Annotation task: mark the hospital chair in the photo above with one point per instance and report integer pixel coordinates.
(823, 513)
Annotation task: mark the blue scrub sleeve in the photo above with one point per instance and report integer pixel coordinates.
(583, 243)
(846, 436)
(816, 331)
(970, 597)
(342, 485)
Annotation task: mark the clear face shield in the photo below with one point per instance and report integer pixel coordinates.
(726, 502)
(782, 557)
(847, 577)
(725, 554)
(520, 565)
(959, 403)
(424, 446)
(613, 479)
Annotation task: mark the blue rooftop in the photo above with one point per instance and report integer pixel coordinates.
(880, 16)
++++++
Task instructions = Convert the entries above into a JSON list of strings, with each line as its own string and blank lines left out.

Result below =
[
  "Annotation task: mark the hospital chair in the photo above with one point per instance and report integer pixel coordinates.",
  "(823, 513)",
  "Annotation task: mark the blue scrub sleeve in the photo above with one point per instance and report integer pixel coordinates.",
  "(583, 243)",
  "(846, 436)",
  "(816, 331)",
  "(970, 597)",
  "(342, 485)",
  "Annotation task: mark the clear face shield in the photo below with one point per instance and report integer pixel coordinates.",
  "(726, 502)",
  "(782, 557)",
  "(847, 577)",
  "(725, 554)",
  "(520, 565)",
  "(959, 403)",
  "(424, 446)",
  "(613, 479)",
  "Annotation task: mark the blue rooftop in the photo above with one point per instance and report integer pixel coordinates.",
  "(880, 16)"
]